MELBOURNE - Il chief medical officer del Victoria, Brett Sutton, ha sollecitato più ferree misure di lockdown, dopo che lo Stato ha registrato le prime vittime del coronavirus.

Tre uomini di oltre settant’anni, ai quali era stato diagnosticato il COVID-19, e che erano ricoverati in vari ospedali di Melbourne, sono morti la settimana scorsa, portando il numero di vittime, al momento di andare in stampa, a 13.

Sette persone sono morte nel NSW, una in Queensland e due nel Western Australia.

Il dottor Sutton ha confermato che le tre vittime registrate nel Victoria avevano disturbi respiratori preesistenti.

Nel Victoria, ci sono stati casi confermati di contagio comunitario. Quattordici persone sono ancora ricoverate in ospedale, tre di loro in terapia intensiva.

Victoria e NSW sono i due Stati con il maggior numero di casi, anche se le condizioni di auto-isolamento, a quanto dichiarato dal primo ministro Scott Morrison nella conferenza stampa che ha fatto seguito alla riunione di venerdì del Gabinetto nazionale (composto dal primo ministro i premier statali e i ministri capo dei Territori e formato per far fronte all’emergenza sanitaria ed economica, ndr), stanno cominciando a dare frutti.

Il professor Sutton, la settimana scorsa, è ricorso ai social network per sollecitare lo Stato del Victoria affinché agisca anticipatamente e più severamente rispetto agli altri Stati attivando misure di chiusura ancora più stringenti del resto della nazione.

Durante una conferenza stampa, la settimana scorsa, Sutton ha confermato che i casi giornalieri di contagio hanno fatto registrare un leggero rallentamento dopo la chiusura delle frontiere statali, ma ha sollecitato i residenti del Victoria a non lasciarsi prendere da facili entusiasmi.

“Dobbiamo considerare la situazione in cui potremmo trovarci tra due settimane, e le azioni intraprese in questi giorni potrebbero fare la differenza - ha detto -, perché non vogliamo trovarci nella situazione di dover prendere decisioni sulla serrata generale quando siamo fuori tempo limite”.

Sotto pressione per richiedere l’immediata chiusura di tutti i centri commerciali e lasciare aperti solo i supermercati per gli acquisti di prima necessità, l’ufficiale medico capo del Victoria ha sottolineato che si tratta di una decisione che riguarda solo ed esclusivamente il Gabinetto nazionale: “La cosa positiva è che nel Victoria possiamo fare la differenza - ha detto il professore -, ed evitare di andare per lo stesso percorso ‘catastrofico’ di tanti Paesi europei e che sta iniziando a prendere gli Stati Uniti.

Nel Victoria i casi di contagio sono, al momento di andare in stampa, 774, e quelli registrati negli ultimi giorni della scorsa settimana sono stati 54.  Nel NSW, lo Stato maggiormente colpito, a venerdì sera i casi registrati erano 186 per la settimana, e 1.405, in generale.

Nella conferenza stampa che ha seguito la riunione in videoconferenza del Gabinetto nazionale, il primo ministro ha detto che il pacchetto di assistenza per gli affittuari è necessario, ma è una questione che riguarda le amministrazioni statali e territoriali, che stanno lavorando a un pacchetto di proposte, aggiungendo che come la situazione degli asili nido e i centri di assistenza all’infanzia, c’è bisogno di un approccio unitario.

##########

◆ CONSEGNE DELL'ESERCIZIO:
**A.** Puoi ricopiare fedelmente dall'estratto il passo compreso tra "Sotto pressione per" e "gli Stati Uniti.", estremi inclusi?
**B.** Quali Stati australiani vengono nominati nell'estratto?

[Dati archiviati]
##########

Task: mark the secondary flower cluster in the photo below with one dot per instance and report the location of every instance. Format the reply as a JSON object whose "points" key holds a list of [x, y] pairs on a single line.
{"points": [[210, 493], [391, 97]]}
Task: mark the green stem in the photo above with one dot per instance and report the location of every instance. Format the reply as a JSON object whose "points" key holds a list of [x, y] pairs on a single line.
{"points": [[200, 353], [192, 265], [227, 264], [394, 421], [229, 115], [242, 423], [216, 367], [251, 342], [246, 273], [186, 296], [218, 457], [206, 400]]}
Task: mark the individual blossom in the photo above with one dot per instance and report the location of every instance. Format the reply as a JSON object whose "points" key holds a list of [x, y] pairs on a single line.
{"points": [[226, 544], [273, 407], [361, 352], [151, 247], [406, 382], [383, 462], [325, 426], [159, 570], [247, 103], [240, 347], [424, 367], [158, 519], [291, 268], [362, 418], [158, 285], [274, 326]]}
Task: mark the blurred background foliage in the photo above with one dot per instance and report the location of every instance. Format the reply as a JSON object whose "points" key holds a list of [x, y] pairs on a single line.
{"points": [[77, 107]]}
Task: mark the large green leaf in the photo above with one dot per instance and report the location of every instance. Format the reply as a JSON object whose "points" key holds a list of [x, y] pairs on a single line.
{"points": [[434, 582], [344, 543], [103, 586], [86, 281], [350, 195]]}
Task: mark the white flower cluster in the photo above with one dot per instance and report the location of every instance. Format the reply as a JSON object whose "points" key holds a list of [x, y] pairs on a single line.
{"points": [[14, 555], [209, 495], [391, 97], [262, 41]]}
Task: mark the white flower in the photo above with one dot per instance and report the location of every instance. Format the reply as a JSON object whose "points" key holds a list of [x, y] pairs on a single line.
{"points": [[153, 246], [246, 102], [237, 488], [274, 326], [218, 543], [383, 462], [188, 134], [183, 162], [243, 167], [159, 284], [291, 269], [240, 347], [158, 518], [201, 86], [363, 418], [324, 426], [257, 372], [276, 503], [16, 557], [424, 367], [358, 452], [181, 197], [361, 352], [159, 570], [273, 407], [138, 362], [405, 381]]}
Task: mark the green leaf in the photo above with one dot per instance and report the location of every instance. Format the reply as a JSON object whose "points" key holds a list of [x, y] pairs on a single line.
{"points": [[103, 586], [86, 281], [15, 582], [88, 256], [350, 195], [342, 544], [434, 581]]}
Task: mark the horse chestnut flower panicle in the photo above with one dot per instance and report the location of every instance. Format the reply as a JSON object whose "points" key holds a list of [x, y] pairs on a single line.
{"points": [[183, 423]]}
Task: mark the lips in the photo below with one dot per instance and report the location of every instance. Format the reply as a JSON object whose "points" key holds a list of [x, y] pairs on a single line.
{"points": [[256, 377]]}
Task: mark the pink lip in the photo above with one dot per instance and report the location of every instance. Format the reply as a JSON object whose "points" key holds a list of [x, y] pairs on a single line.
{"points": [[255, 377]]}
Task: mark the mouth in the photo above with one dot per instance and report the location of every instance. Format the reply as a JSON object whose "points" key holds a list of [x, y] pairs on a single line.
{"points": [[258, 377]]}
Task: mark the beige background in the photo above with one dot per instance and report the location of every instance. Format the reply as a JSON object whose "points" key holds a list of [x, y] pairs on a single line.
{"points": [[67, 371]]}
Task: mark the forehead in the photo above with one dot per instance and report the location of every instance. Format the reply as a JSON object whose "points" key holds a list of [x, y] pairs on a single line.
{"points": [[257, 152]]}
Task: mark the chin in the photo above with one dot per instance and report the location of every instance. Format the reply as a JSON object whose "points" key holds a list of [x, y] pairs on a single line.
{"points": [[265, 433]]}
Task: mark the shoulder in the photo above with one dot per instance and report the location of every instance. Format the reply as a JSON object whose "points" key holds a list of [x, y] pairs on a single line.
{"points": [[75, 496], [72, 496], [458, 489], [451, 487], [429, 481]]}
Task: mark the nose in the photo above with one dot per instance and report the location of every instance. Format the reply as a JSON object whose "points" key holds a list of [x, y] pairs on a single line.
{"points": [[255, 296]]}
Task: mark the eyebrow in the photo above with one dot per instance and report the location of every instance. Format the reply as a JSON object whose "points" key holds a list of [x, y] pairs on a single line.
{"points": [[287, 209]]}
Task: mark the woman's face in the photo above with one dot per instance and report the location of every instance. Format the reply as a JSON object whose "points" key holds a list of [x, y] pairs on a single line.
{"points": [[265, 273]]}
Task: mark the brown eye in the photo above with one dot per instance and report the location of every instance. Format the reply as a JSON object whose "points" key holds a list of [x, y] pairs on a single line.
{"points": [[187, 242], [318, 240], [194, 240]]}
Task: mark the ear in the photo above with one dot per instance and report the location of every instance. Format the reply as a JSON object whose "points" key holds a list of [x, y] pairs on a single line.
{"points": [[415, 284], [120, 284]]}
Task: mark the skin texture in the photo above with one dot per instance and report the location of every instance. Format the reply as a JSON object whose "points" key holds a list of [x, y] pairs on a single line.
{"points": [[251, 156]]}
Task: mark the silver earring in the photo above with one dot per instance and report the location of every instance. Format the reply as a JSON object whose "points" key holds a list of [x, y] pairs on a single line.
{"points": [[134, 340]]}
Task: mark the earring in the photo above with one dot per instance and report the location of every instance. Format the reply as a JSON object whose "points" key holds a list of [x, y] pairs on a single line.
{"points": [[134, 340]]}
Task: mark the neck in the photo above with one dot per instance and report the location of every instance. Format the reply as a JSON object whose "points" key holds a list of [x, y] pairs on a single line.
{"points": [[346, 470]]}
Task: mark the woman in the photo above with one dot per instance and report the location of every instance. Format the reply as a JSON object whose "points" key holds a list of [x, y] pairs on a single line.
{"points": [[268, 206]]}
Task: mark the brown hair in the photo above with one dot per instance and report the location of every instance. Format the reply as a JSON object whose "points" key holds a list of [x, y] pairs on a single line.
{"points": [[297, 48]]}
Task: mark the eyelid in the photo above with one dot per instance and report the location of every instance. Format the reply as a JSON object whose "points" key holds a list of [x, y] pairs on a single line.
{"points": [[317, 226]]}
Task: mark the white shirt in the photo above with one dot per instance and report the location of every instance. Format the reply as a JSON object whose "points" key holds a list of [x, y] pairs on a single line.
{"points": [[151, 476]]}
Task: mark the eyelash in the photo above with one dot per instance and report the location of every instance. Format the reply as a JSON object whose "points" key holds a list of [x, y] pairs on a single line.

##########

◆ SOLUZIONI DELL'ESERCIZIO:
**A.**
Sotto pressione per richiedere l’immediata chiusura di tutti i centri commerciali e lasciare aperti solo i supermercati per gli acquisti di prima necessità, l’ufficiale medico capo del Victoria ha sottolineato che si tratta di una decisione che riguarda solo ed esclusivamente il Gabinetto nazionale: “La cosa positiva è che nel Victoria possiamo fare la differenza - ha detto il professore -, ed evitare di andare per lo stesso percorso ‘catastrofico’ di tanti Paesi europei e che sta iniziando a prendere gli Stati Uniti.

**B.** Victoria, NSW, Queensland, Western Australia